Um presidente pequeno

As declarações de Luiz Inácio Lula da Silva neste domingo, em Adis Abeba, na Etiópia, expuseram, mais uma vez, um presidente aprisionado numa visão de mundo simplista e sectária – um presidente ideologicamente seletivo tanto em sua solidariedade quanto em sua indignação. Quanto mais fala, mais o líder que se pretende um estadista do século XXI revela-se um caudilho do século XX. Apresenta-se como um presidente, antes de tudo, pequeno.

Como se pode assistir abaixo (na íntegra e sem cortes), Lula ainda divide o mundo entre ricos e pobres. Os ricos são maus e colonizadores. Os pobres são bons e explorados – são, em resumo, “as soluções”, como ele diz, para os problemas do planeta. Parece um discurso extraído de uma reunião esfumaçada de calouros de um centro estudantil da década de 1970. Lula se propõe a liderar os pobres do “Sul Global” num movimento rumo à prosperidade. As boas intenções não escondem a pobreza intelectual e a ingenuidade política.

A raiz das ideias (mal) articuladas por Lula está num bolo ideológico pseudomarxista que já era bolorento na década de 1980, embora ainda seja consumido sem moderação em algumas universidades brasileiras. Entre os ingredientes, estão uma hostilidade atávica e paranoica aos Estados Unidos e à Europa, reduzidos, nas versões mais generosas, a colonizadores ricos. Por contraponto ao capitalismo, e por incapacidade de manter pensamentos contraditórios na cabeça, a então União Soviética era fonte de inspiração e de respeito. Como a Rússia totalitária e assassina de Vladimir Putin o é hoje, embora de maneira um tanto envergonhada.

Itens fornecidos.
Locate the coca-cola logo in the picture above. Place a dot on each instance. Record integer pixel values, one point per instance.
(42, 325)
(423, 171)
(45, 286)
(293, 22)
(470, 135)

Instruções da tarefa.
Por favor, dê seguimento ao texto sobre as declarações de Lula em Adis Abeba a partir da última frase apresentada. Os itens vêm de outra fonte.

Resposta.
Essa prisão ideológica, na qual Lula se sente confortável para porfiar estultices, permite o silêncio sobre os abusos de poder e as violações sistemáticas de Direitos Humanos na Venezuela, incluindo as mais recentes, sobre os quais o presidente brasileiro disse ainda “não ter as informações”.

O petista também pediu cautela quanto à morte na prisão de Alexey Navalny, principal opositor do regime de Putin, ao ser perguntado sobre o assunto. “É preciso ter bom senso”, disse. “É preciso ter uma investigação para saber do que o sujeito morreu. (…) Para que essa pressa?”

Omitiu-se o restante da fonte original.